Extracted information section start
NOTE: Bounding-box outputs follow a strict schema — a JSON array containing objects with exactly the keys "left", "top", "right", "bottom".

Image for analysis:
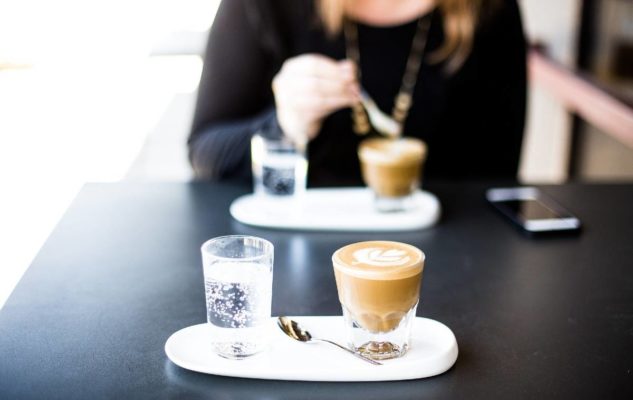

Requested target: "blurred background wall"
[
  {"left": 573, "top": 0, "right": 633, "bottom": 180},
  {"left": 0, "top": 0, "right": 218, "bottom": 307},
  {"left": 0, "top": 0, "right": 631, "bottom": 307},
  {"left": 519, "top": 0, "right": 582, "bottom": 183},
  {"left": 519, "top": 0, "right": 633, "bottom": 183}
]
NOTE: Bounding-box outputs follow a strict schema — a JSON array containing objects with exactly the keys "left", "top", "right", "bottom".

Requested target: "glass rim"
[{"left": 201, "top": 235, "right": 274, "bottom": 263}]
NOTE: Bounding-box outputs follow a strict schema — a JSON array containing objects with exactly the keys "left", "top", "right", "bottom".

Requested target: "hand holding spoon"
[{"left": 277, "top": 317, "right": 382, "bottom": 366}]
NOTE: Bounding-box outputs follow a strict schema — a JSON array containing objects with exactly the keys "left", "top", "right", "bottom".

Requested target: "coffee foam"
[
  {"left": 358, "top": 138, "right": 427, "bottom": 166},
  {"left": 333, "top": 241, "right": 424, "bottom": 280},
  {"left": 352, "top": 247, "right": 411, "bottom": 267}
]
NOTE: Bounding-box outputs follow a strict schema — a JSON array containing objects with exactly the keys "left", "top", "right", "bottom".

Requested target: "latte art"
[
  {"left": 352, "top": 248, "right": 411, "bottom": 267},
  {"left": 333, "top": 241, "right": 423, "bottom": 280}
]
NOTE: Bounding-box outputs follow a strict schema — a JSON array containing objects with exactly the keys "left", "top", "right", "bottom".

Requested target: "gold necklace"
[{"left": 344, "top": 16, "right": 432, "bottom": 135}]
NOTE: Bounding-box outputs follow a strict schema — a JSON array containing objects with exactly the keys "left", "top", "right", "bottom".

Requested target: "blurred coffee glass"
[{"left": 358, "top": 137, "right": 427, "bottom": 212}]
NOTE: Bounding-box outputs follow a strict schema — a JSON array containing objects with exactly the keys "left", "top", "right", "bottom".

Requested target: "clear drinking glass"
[
  {"left": 332, "top": 241, "right": 425, "bottom": 360},
  {"left": 251, "top": 132, "right": 308, "bottom": 197},
  {"left": 201, "top": 235, "right": 274, "bottom": 359}
]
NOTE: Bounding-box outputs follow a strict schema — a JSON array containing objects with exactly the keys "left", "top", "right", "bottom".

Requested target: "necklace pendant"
[
  {"left": 352, "top": 104, "right": 370, "bottom": 135},
  {"left": 353, "top": 124, "right": 370, "bottom": 135},
  {"left": 394, "top": 93, "right": 412, "bottom": 111},
  {"left": 392, "top": 93, "right": 413, "bottom": 124}
]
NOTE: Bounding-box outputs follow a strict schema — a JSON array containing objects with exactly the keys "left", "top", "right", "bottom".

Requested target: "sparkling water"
[
  {"left": 204, "top": 263, "right": 273, "bottom": 358},
  {"left": 253, "top": 153, "right": 307, "bottom": 196}
]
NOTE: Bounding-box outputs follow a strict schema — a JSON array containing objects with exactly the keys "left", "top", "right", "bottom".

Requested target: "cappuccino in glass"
[
  {"left": 358, "top": 138, "right": 427, "bottom": 212},
  {"left": 332, "top": 241, "right": 425, "bottom": 360}
]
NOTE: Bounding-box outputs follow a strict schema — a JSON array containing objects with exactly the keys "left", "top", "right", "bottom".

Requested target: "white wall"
[
  {"left": 0, "top": 0, "right": 215, "bottom": 309},
  {"left": 518, "top": 0, "right": 583, "bottom": 183}
]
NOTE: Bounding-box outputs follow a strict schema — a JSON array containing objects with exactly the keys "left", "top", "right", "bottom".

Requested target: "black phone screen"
[{"left": 497, "top": 199, "right": 563, "bottom": 221}]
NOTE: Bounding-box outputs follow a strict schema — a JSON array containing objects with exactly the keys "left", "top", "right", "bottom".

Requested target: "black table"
[{"left": 1, "top": 182, "right": 632, "bottom": 399}]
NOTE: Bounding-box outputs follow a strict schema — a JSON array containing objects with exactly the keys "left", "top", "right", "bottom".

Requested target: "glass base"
[
  {"left": 357, "top": 340, "right": 408, "bottom": 360},
  {"left": 207, "top": 321, "right": 271, "bottom": 360},
  {"left": 374, "top": 194, "right": 416, "bottom": 213},
  {"left": 342, "top": 303, "right": 418, "bottom": 360},
  {"left": 212, "top": 341, "right": 266, "bottom": 360}
]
Extracted information section end
#### [What you are asked to do]
Transcribe the entries above verbatim, excluding any image.

#### [Finished task]
NOTE: Bounding-box outputs follow a strict schema — a JSON array containing objects with exactly the keys "left", "top", "right", "bottom".

Image for analysis:

Requested target: "blurred background wall"
[
  {"left": 573, "top": 0, "right": 633, "bottom": 180},
  {"left": 0, "top": 0, "right": 218, "bottom": 307},
  {"left": 0, "top": 0, "right": 631, "bottom": 307},
  {"left": 519, "top": 0, "right": 582, "bottom": 183},
  {"left": 519, "top": 0, "right": 633, "bottom": 183}
]
NOTE: Bounding-box outputs follow a strict schema — a JSON array containing objects with exactly the keys "left", "top", "right", "bottom".

Requested target: "glass rim"
[{"left": 201, "top": 235, "right": 274, "bottom": 263}]
NOTE: Bounding-box outputs follow a strict schema — a JSON array containing objects with exactly the keys "left", "top", "right", "bottom".

Requested target: "hand holding spoon"
[{"left": 277, "top": 317, "right": 382, "bottom": 366}]
NOTE: Bounding-box outputs follow a strict schema — a JSON array containing objects with exactly the keys "left", "top", "right", "bottom".

Requested target: "coffee foam"
[
  {"left": 358, "top": 138, "right": 427, "bottom": 166},
  {"left": 333, "top": 241, "right": 424, "bottom": 280},
  {"left": 352, "top": 247, "right": 411, "bottom": 267}
]
NOTE: Bounding-box outputs follow a strict schema — a JSON array containing objects with exactly the keys "left", "top", "right", "bottom".

Requested target: "latte art"
[
  {"left": 352, "top": 248, "right": 411, "bottom": 267},
  {"left": 333, "top": 241, "right": 423, "bottom": 280}
]
NOTE: Bounding-box outputs follow a strict schema — a JSON array containing objects with exactly the keys "left", "top", "right", "bottom".

Requested target: "gold necklace"
[{"left": 344, "top": 16, "right": 432, "bottom": 135}]
NOTE: Bounding-box outputs follow a strict schema — a JSON array containing objects with exactly the keys "left", "top", "right", "bottom".

Requested target: "blurred coffee glass"
[{"left": 358, "top": 137, "right": 427, "bottom": 212}]
NOTE: Bounding-box outputs follow a strict schema — a JSON array containing objects with exactly the keys "left", "top", "right", "bottom".

Requested target: "clear drinking glass"
[
  {"left": 332, "top": 241, "right": 425, "bottom": 360},
  {"left": 251, "top": 132, "right": 308, "bottom": 197},
  {"left": 201, "top": 235, "right": 274, "bottom": 359}
]
NOTE: Bounding-box outputs follow a strict schema — a JSON array containing objects with exactly the keys "left", "top", "right", "bottom".

Requested target: "necklace pendant"
[
  {"left": 352, "top": 104, "right": 370, "bottom": 135},
  {"left": 353, "top": 124, "right": 370, "bottom": 135},
  {"left": 394, "top": 93, "right": 412, "bottom": 111},
  {"left": 392, "top": 93, "right": 413, "bottom": 124}
]
NOTE: Bounding-box outputs follow a strict schema — a JSON array containing objects with exactly the keys "left", "top", "right", "bottom".

Requested target: "sparkling water"
[
  {"left": 204, "top": 263, "right": 273, "bottom": 358},
  {"left": 253, "top": 153, "right": 307, "bottom": 196}
]
NOTE: Bounding-box outputs follow a strict schema — a JSON array containing objects with exactly the keys "left", "top", "right", "bottom".

Requested target: "cappuccino in glass"
[
  {"left": 358, "top": 138, "right": 427, "bottom": 212},
  {"left": 332, "top": 241, "right": 425, "bottom": 360}
]
NOTE: Bounding-box outputs follow a strict schema — a JSON array containing objects with exactly the keys "left", "top", "right", "bottom".

Requested target: "white wall"
[
  {"left": 0, "top": 0, "right": 215, "bottom": 309},
  {"left": 518, "top": 0, "right": 583, "bottom": 183}
]
NOTE: Bounding-box outputs follow a strict schema — a JSON array containing objects with exactly the keys "left", "top", "right", "bottom".

Requested target: "black phone screen"
[{"left": 497, "top": 199, "right": 563, "bottom": 221}]
NOTE: Bounding-box outputs follow a strict schema — a JSON array containing objects with exactly the keys "left", "top", "right", "bottom".

Requested target: "black table"
[{"left": 1, "top": 182, "right": 632, "bottom": 399}]
NOTE: Bounding-box outputs follow a strict schema — a JSON array containing objects with exactly the keys "left", "top", "right", "bottom".

Requested target: "glass base"
[
  {"left": 357, "top": 340, "right": 408, "bottom": 360},
  {"left": 207, "top": 321, "right": 271, "bottom": 360},
  {"left": 374, "top": 194, "right": 416, "bottom": 213},
  {"left": 342, "top": 303, "right": 418, "bottom": 360},
  {"left": 212, "top": 341, "right": 266, "bottom": 360}
]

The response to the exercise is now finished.